▶ **Records from a collection**:
□ □ □ □ □ □ □

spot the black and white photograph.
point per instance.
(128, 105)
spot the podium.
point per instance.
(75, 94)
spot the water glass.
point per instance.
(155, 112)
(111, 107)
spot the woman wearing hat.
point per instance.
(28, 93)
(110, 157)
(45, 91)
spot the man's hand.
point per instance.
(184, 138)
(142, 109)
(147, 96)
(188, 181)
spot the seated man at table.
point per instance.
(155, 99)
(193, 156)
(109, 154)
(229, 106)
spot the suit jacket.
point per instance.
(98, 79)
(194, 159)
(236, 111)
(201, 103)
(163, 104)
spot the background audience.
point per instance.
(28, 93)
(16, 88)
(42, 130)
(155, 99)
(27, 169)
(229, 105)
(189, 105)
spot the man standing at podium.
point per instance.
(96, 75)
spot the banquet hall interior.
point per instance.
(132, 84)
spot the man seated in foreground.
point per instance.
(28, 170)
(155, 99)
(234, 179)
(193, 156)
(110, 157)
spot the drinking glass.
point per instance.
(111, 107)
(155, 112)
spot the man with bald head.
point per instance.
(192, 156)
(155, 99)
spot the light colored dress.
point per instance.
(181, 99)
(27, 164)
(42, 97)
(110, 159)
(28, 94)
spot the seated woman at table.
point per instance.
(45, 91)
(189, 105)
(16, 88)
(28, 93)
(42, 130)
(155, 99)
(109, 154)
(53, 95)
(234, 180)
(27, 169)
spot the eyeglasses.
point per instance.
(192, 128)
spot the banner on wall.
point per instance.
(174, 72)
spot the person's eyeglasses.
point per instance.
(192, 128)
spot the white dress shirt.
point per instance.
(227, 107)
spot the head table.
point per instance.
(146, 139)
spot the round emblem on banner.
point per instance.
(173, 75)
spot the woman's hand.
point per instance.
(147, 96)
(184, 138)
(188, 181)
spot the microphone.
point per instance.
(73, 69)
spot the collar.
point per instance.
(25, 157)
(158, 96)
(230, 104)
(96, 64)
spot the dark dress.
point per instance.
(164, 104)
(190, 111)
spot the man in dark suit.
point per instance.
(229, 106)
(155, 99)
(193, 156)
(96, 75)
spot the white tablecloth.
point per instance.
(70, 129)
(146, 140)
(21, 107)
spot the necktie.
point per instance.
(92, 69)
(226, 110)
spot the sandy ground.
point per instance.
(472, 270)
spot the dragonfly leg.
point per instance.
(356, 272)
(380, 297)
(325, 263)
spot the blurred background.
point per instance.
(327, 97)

□ □ □ □ □ □ □

▶ **EXERCISE GOAL**: Copy out every line of the records above with no changes.

▶ **EXPECTED ANSWER**:
spot the black and white photograph.
point per instance.
(128, 105)
spot the podium.
point per instance.
(75, 94)
spot the water glass.
point per instance.
(155, 112)
(111, 107)
spot the woman wearing hat.
point per instance.
(28, 93)
(110, 157)
(45, 91)
spot the man's hand.
point per instance.
(184, 138)
(142, 109)
(147, 96)
(188, 181)
spot the seated man at table.
point per instance.
(155, 99)
(193, 156)
(109, 154)
(229, 106)
spot the suit jacket.
point per instance.
(98, 79)
(194, 159)
(236, 111)
(201, 103)
(163, 104)
spot the background audience.
point per instance.
(28, 93)
(16, 88)
(42, 130)
(155, 99)
(27, 169)
(229, 105)
(189, 105)
spot the man standing at podium.
point per instance.
(96, 75)
spot the banquet hall interior.
point per instance.
(132, 84)
spot the man seated in foreground.
point per instance.
(28, 170)
(155, 99)
(234, 179)
(193, 156)
(110, 157)
spot the drinking glass.
point per instance.
(111, 107)
(155, 112)
spot the man with bald head.
point per instance.
(192, 156)
(155, 99)
spot the light colored dress.
point per instance.
(181, 99)
(27, 164)
(42, 97)
(110, 159)
(28, 94)
spot the seated woman at table.
point per instance.
(45, 91)
(189, 105)
(16, 88)
(28, 93)
(42, 130)
(155, 99)
(109, 154)
(53, 95)
(234, 180)
(27, 169)
spot the eyeglasses.
point per instance.
(192, 128)
spot the banner on wall.
point per instance.
(174, 72)
spot the person's eyeglasses.
point per instance.
(192, 128)
spot the white dress shirt.
point per instance.
(227, 107)
spot the head table.
point per instance.
(146, 139)
spot the round emblem on banner.
point per instance.
(173, 75)
spot the woman's hand.
point per instance.
(147, 96)
(184, 138)
(188, 181)
spot the microphone.
point per instance.
(73, 69)
spot the collar.
point per instance.
(25, 157)
(158, 96)
(230, 104)
(96, 64)
spot the dark dress.
point per instance.
(164, 104)
(190, 111)
spot the man in dark suit.
point per instance.
(229, 106)
(155, 99)
(193, 156)
(96, 75)
spot the white tablecloth.
point per instance.
(70, 129)
(146, 140)
(21, 107)
spot the necktie.
point per instance.
(92, 69)
(226, 110)
spot the sandy ground.
point per instance.
(472, 270)
spot the dragonfly leg.
point per instance.
(356, 272)
(380, 297)
(325, 263)
spot the blurred background.
point per instance.
(327, 97)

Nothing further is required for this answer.